Begin at the line below that contains "point per instance: rocky" and write out every line from there to the end of the entries, exactly.

··········

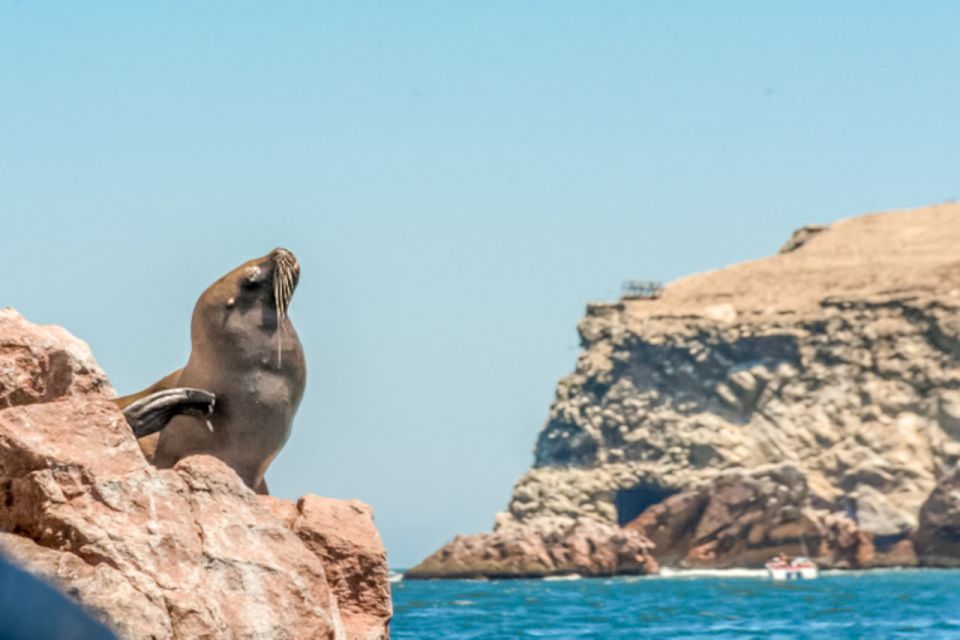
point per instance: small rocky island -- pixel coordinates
(807, 403)
(188, 552)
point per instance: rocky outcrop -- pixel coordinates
(342, 534)
(546, 548)
(839, 356)
(938, 536)
(188, 552)
(744, 518)
(41, 363)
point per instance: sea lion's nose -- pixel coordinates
(284, 255)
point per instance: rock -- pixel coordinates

··········

» THE COMPLETED TASK
point per instance: rocky outcrop -- pixel coordinates
(342, 534)
(546, 548)
(839, 356)
(938, 536)
(188, 552)
(744, 518)
(41, 363)
point per instance: sea lion's nose -- pixel coordinates
(284, 255)
point per instance: rock -- pixel coordinates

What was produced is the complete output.